** BEGIN Information given **

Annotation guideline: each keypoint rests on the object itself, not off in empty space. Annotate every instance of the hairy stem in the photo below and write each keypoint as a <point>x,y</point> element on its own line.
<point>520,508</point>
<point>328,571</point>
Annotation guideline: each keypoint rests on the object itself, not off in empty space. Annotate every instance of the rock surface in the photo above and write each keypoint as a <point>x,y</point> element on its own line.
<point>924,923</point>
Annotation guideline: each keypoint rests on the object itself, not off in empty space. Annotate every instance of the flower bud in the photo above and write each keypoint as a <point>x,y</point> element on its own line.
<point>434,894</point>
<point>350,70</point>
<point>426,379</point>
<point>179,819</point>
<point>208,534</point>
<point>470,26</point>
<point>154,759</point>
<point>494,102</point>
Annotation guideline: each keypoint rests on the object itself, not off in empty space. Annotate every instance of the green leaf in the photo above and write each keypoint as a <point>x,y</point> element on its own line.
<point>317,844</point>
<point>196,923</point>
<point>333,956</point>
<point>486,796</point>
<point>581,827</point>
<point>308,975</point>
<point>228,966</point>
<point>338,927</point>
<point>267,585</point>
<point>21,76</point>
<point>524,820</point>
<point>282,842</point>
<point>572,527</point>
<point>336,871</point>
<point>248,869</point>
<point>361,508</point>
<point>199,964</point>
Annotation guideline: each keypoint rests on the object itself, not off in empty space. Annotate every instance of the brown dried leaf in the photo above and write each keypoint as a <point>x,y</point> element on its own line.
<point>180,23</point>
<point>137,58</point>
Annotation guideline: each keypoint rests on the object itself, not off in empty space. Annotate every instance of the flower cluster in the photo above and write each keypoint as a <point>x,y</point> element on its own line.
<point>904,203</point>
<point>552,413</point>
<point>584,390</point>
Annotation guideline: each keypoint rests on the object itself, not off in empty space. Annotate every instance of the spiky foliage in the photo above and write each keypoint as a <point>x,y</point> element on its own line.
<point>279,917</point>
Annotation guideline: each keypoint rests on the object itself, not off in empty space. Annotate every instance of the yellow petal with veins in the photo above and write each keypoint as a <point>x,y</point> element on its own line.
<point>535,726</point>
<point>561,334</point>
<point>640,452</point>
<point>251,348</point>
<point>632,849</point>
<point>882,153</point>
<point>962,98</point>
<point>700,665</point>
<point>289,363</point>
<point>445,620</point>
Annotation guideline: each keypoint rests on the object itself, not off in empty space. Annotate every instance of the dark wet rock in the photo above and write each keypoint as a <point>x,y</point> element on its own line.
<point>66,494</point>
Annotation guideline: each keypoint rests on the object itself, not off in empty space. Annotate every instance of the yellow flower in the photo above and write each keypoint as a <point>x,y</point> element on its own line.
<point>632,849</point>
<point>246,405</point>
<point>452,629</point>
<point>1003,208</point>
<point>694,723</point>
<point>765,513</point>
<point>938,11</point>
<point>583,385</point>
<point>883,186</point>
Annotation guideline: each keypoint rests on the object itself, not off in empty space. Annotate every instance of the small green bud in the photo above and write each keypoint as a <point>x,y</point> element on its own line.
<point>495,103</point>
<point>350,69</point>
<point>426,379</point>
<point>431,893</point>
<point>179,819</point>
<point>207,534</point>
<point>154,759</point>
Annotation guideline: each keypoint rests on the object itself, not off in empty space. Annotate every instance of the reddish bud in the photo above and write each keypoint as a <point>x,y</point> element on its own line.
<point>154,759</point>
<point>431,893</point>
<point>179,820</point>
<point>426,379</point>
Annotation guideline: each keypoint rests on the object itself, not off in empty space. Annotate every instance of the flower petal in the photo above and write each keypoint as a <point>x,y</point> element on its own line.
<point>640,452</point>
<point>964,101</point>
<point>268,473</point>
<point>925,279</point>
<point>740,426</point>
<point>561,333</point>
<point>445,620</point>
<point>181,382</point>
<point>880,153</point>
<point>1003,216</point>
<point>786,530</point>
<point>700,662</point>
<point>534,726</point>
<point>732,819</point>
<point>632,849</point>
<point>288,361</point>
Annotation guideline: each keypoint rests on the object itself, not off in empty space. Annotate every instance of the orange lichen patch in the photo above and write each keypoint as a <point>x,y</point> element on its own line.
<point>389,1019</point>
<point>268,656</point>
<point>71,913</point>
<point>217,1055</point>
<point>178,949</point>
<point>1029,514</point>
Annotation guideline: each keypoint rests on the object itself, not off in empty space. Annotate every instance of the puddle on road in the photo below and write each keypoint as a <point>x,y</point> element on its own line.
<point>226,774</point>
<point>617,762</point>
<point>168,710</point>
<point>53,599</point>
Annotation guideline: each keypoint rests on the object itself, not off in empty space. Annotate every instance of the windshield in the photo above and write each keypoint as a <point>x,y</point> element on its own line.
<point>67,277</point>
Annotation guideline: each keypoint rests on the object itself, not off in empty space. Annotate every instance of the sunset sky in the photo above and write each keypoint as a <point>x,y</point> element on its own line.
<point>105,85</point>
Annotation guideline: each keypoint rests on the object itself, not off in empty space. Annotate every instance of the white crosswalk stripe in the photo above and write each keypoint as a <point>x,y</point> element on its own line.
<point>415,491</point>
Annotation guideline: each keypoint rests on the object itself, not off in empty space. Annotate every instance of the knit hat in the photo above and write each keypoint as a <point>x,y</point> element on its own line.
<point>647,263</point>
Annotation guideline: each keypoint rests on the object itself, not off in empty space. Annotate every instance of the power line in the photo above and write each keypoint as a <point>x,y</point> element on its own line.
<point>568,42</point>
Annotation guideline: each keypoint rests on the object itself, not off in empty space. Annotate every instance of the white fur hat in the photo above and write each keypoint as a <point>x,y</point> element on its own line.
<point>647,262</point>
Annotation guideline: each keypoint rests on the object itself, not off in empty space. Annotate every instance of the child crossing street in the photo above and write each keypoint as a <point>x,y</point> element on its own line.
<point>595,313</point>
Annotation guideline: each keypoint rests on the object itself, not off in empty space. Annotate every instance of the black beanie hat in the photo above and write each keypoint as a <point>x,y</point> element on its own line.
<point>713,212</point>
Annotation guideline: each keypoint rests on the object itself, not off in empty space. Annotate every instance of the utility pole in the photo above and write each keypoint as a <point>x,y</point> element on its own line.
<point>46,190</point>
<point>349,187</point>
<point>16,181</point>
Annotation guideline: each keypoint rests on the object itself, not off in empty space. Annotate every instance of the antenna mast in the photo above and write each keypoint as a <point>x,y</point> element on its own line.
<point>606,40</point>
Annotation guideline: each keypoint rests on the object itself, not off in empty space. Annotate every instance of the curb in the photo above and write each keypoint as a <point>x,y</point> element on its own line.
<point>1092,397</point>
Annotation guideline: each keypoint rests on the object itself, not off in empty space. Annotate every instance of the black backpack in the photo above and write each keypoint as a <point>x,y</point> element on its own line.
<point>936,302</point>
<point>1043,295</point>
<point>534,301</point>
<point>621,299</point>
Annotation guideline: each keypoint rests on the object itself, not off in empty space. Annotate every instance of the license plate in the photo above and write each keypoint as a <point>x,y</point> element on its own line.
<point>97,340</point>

** END Information given **

### What is expected
Rewrite the lines above, everything from the line containing "of the knit" down to the line containing "<point>568,42</point>", with "power line" swapped for "electrical wire" and nothing else changed.

### Solution for this task
Annotation guideline: each keypoint rests on the object itself, not off in empty space. Annotate every instance of the knit hat in the photo above and write each keypoint as a <point>x,y</point> element on its own line.
<point>647,263</point>
Annotation guideline: each keypoint rests on the object itself, not off in empty space. Annotate every instance of the electrical wire in the photo above and write each keypoint as a <point>x,y</point> element on its own line.
<point>568,42</point>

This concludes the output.